Detalles de la tarea:
¿Puedes editar el fragmento del texto sobre los rayos de Becquerel que va entre "En cuanto a" y "nú­cleos de helio.", ambos incluidos, y reescribirlo cambiando "radiación gamma" por "rayos gamma"?

Texto de origen:
┌────────

Luego se nubló el cielo durante unos días y Becque­rel no pudo proseguir sus experimentos. Hacia el 1 de marzo no aguantaba ya de impaciencia. Los cristales y las placas fotográficas envueltas yacían hacía días en el cajón de la mesa. Becquerel decidió revelar de todos mo­dos algunas de las películas: podía ser que persistiera un poco de la fluorescencia original, que hubiera un velado débil pese a que los cristales no habían estado expuestos a la luz solar durante días; al menos dejaba de estar con los brazos cruzados.

Su asombro fue grande al comprobar que la película estaba tan velada como en otras ocasiones. En seguida vio que la exposición a la luz del sol era innecesaria. Las sales de uranio emitían constantemente radiación, inclu­so más penetrante que los rayos X.

En 1897 quedó aclarada la naturaleza de los rayos ca­tódicos. J.J. Thomson, el físico inglés, demostró que los rayos eran partículas diminutas que se movían a veloci­dades de vértigo. Y además eran mucho más pequeñas que los átomos. Fueron las primeras «partículas subatómi­cas» que se descubrieron, y se les dio el nombre de «electrones».

Cuando estos electrones chocaban contra un átomo, liberaban una forma de energía parecida a la luz ordina­ria, sólo que más energética y penetrante. Estos velo­ces electrones (o rayos catódicos), al chocar contra el ánodo de un tubo de rayos catódicos, producían rayos X. Y los rayos X eran parte del espectro electromagnético, del que la luz visible es otra porción.

En cuanto a los rayos que Becquerel descubrió que emitía el uranio, resultó que consistían en tres partes. La porción más penetrante, llamada radiación gamma, era semejante a los rayos X, pero más energética. El res­to de la radiación estaba compuesto de electrones y nú­cleos de helio.

La física experimentó una revolución total. Hasta 1896 se pensaba que el átomo era una partícula diminuta e indivisible, la porción más pequeña de materia. De pronto se descubría que estaba compuesto de partículas aún menores, que poseían extrañas propiedades. Algunos átomos, como los de uranio, incluso se desintegraban motu propio en átomos más sencillos.

Esta prueba de que los átomos se desintegran y emiten electrones inauguró todo un mundo nuevo en la ciencia. Luego siguieron sesenta años de rápidos progresos que condujeron a la física nuclear y a la exploración del átomo.

Desde el punto de vista de la ciencia pura, el descubri­miento de Roentgen fue de inmensa importancia. Pero antes de que esto se le hiciera claro al hombre de la calle, hubo un avance inmediato en la medicina que afectó a casi todo hijo de vecino.

└────────

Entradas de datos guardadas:
┌────────

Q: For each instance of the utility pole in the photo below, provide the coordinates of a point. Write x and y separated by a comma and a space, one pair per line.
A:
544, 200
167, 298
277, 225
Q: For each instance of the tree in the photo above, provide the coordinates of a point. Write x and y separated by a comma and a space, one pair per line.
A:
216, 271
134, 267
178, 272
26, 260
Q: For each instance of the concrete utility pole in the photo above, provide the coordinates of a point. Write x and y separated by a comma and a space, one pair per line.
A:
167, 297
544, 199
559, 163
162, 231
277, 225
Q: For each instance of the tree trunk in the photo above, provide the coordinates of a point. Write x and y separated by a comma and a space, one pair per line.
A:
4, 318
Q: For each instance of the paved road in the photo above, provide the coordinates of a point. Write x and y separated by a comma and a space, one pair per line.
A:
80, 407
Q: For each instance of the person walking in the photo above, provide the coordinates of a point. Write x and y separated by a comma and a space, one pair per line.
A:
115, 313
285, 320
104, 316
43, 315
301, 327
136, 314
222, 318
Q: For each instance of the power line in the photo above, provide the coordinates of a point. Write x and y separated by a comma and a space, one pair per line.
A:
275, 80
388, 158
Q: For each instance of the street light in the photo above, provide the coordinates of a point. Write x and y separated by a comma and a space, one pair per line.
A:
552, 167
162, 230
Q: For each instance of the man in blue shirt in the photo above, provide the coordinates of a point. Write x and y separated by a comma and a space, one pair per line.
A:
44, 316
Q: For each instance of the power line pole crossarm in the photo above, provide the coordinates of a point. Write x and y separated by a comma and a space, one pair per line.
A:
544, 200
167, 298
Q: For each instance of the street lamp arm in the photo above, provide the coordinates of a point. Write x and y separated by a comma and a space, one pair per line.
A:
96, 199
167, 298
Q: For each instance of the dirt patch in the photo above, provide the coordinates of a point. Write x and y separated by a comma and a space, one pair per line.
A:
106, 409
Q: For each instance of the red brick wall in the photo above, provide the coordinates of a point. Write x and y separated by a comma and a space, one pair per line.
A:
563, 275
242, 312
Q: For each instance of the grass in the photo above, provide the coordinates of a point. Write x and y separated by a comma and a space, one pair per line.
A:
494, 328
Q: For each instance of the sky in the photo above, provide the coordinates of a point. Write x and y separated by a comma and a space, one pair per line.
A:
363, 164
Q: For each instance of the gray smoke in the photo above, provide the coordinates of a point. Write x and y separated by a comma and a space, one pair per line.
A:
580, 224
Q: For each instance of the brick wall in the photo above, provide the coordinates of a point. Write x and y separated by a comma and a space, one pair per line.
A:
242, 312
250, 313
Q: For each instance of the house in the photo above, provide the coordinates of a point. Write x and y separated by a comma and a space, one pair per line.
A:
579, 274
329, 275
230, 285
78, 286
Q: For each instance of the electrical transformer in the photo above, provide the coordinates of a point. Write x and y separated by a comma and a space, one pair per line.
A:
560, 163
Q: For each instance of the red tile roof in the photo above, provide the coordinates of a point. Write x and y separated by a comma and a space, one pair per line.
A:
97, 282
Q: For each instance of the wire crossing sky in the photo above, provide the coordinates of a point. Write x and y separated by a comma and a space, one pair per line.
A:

└────────

Resultado del ejercicio:
En cuanto a los rayos que Becquerel descubrió que emitía el uranio, resultó que consistían en tres partes. La porción más penetrante, llamada rayos gamma, era semejante a los rayos X, pero más energética. El res­to de la radiación estaba compuesto de electrones y nú­cleos de helio.